◆ **Фрагмент**:
+++
Старая картина новой весны — это наше время. Время пробуждения, решения, восстановления и урагана, время пылкой решимости и могучей силы.

В такую эпоху стремительного поворота, когда белое становится черным и черное белым, когда мир полон сияющих красок и эхом тысяч голосов — в эпоху, когда предвидения теряют ясность и сокрушается вера — станете ли вы верить в белое, которое есть лишь мгновение перед черным?

Отвращение перед всем, что холодно и недвижно; смягчение, переоценка окаменелых, скованных, строго упорядоченных форм, что еще вчера были несокрушимы; искушающий соблазн броситься в неведомое, пойти по тысячам новых путей, расходящихся во всех направлениях и, как кажется, ведут к цели, — две идущие параллельно дороги, которые внезапно разделяются и расходятся в отдалении, — и, наконец, могучий поток, которого ни один глаз не может увидеть, который слепит глаза сквозь сомкнутые веки и, кажется, все подавляет — все это может привести человека к отчаянию; он вновь попытается привести себя к новой, устойчивой форме. Могучий поток влечет его помимо воли, но он хочет им управлять.
+++
◆ **Собранные данные**:

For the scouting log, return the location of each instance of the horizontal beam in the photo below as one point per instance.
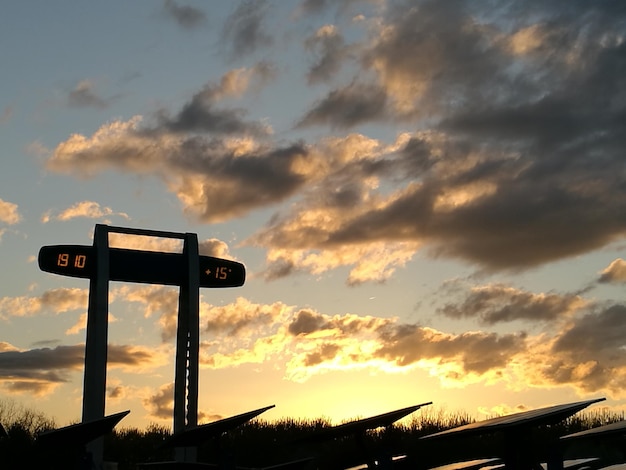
+++
◆ **Список заданий**:
1. Перечислите все определения, которые даны нашему времени во втором предложении фрагмента после слова «Время».
2. Перепишите из фрагмента отрывок между словами «В такую эпоху» и «мгновение перед черным?» включительно.

◆ **Итоговые результаты**:
1. пробуждения, решения, восстановления, урагана, пылкой решимости, могучей силы

2.
В такую эпоху стремительного поворота, когда белое становится черным и черное белым, когда мир полон сияющих красок и эхом тысяч голосов — в эпоху, когда предвидения теряют ясность и сокрушается вера — станете ли вы верить в белое, которое есть лишь мгновение перед черным?